Pointing dataset records:
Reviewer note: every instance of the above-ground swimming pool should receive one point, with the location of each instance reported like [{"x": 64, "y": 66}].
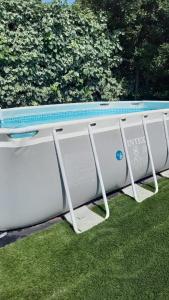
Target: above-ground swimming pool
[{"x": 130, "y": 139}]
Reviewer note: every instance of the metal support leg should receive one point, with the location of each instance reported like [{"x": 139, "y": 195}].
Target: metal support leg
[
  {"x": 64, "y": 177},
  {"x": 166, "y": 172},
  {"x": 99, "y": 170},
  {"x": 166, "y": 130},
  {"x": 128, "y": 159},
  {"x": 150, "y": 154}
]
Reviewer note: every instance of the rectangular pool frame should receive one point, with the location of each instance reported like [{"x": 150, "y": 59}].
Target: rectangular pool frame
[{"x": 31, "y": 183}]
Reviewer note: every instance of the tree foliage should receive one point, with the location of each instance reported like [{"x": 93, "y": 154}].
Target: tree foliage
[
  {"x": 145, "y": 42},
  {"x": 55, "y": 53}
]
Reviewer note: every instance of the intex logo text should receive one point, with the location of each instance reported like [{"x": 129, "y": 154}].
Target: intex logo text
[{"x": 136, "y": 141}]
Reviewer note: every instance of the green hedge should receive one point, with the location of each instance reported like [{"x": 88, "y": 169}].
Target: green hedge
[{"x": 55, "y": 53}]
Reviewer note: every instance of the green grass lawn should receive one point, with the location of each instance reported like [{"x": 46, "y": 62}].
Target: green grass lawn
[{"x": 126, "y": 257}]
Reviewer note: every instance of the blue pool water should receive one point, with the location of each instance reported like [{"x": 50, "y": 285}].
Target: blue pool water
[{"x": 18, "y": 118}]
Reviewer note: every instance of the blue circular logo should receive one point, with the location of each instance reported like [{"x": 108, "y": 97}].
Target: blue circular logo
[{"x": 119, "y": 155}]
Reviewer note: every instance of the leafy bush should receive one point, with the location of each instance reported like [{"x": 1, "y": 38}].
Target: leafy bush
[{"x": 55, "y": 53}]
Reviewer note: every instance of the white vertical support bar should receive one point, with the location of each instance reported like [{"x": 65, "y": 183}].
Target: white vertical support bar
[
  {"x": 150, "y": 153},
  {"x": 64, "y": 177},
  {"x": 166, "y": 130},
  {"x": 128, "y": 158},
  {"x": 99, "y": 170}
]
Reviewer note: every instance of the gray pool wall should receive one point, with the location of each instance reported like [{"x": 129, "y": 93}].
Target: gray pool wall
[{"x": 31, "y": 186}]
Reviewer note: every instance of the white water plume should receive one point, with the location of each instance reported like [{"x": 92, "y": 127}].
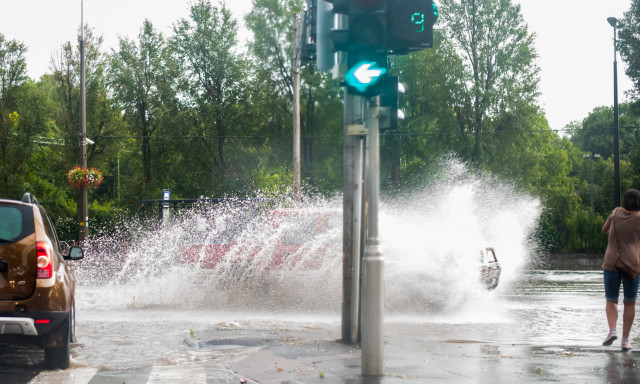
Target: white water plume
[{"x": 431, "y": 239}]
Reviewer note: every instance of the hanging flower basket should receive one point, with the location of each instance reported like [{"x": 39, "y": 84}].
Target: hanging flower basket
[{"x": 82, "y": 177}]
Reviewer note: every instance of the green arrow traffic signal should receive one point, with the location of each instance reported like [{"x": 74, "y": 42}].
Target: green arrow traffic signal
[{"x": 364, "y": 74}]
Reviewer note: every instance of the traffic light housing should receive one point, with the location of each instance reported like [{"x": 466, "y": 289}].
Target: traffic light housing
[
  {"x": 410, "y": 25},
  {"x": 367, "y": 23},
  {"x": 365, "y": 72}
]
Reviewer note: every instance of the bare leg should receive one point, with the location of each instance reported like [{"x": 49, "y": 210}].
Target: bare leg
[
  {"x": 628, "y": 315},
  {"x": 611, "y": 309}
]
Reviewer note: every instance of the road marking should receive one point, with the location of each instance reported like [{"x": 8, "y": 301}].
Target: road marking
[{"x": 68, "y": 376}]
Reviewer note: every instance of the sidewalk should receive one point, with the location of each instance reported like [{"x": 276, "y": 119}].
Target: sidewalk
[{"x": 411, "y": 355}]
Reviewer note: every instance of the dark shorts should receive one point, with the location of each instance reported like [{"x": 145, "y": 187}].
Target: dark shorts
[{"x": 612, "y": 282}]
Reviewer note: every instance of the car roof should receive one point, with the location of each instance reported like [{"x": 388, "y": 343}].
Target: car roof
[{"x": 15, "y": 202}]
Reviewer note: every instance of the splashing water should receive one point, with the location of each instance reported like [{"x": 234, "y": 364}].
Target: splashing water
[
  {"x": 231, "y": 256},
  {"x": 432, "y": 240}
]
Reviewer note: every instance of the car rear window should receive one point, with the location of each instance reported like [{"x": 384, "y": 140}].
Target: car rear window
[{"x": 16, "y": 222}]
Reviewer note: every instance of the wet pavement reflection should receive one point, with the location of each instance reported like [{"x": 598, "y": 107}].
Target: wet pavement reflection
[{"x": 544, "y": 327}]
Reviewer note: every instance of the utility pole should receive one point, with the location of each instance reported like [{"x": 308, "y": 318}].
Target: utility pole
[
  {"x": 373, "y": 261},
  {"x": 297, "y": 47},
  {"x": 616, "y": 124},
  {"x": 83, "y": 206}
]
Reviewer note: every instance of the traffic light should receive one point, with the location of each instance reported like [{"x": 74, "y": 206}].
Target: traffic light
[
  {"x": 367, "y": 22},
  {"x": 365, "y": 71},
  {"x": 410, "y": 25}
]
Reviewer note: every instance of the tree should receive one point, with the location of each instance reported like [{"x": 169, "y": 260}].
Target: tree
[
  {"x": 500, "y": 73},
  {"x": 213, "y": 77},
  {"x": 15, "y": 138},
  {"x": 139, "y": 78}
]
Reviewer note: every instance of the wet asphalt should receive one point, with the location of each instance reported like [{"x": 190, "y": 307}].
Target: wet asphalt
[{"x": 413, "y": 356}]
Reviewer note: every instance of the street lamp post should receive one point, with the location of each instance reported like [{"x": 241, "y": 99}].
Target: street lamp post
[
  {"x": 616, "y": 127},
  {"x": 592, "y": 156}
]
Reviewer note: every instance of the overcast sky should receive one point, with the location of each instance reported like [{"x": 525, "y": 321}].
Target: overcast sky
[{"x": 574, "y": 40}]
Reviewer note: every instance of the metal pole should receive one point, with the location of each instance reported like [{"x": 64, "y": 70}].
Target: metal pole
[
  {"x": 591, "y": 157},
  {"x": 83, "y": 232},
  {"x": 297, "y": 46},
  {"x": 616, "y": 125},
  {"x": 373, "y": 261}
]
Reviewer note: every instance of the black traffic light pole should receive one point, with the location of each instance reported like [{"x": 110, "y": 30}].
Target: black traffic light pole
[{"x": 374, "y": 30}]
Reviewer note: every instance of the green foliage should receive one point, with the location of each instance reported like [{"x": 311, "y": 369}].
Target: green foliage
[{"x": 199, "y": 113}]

---

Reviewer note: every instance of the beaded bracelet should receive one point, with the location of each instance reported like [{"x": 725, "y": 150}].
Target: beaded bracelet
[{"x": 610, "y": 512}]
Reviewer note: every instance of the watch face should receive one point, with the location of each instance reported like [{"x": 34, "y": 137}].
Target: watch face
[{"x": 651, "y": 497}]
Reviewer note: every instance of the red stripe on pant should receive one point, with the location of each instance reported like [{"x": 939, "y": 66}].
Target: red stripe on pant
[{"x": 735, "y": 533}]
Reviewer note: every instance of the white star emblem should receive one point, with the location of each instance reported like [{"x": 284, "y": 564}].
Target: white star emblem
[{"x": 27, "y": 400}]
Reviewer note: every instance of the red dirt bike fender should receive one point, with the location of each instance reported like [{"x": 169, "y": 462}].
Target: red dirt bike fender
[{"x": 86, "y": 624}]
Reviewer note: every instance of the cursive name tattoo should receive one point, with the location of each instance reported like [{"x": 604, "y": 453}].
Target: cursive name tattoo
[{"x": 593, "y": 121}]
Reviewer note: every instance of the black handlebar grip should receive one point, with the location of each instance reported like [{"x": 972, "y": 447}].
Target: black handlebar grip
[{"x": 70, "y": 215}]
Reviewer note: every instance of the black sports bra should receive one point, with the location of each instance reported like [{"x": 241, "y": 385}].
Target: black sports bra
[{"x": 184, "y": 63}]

● TO BE DONE: Show every line of the entries above that contains the word "sidewalk", treating case as significant.

● RESULT OF THIS TASK:
Reviewer note: every instance of the sidewalk should receive one point, with the location of each instance reported like [{"x": 276, "y": 119}].
Target: sidewalk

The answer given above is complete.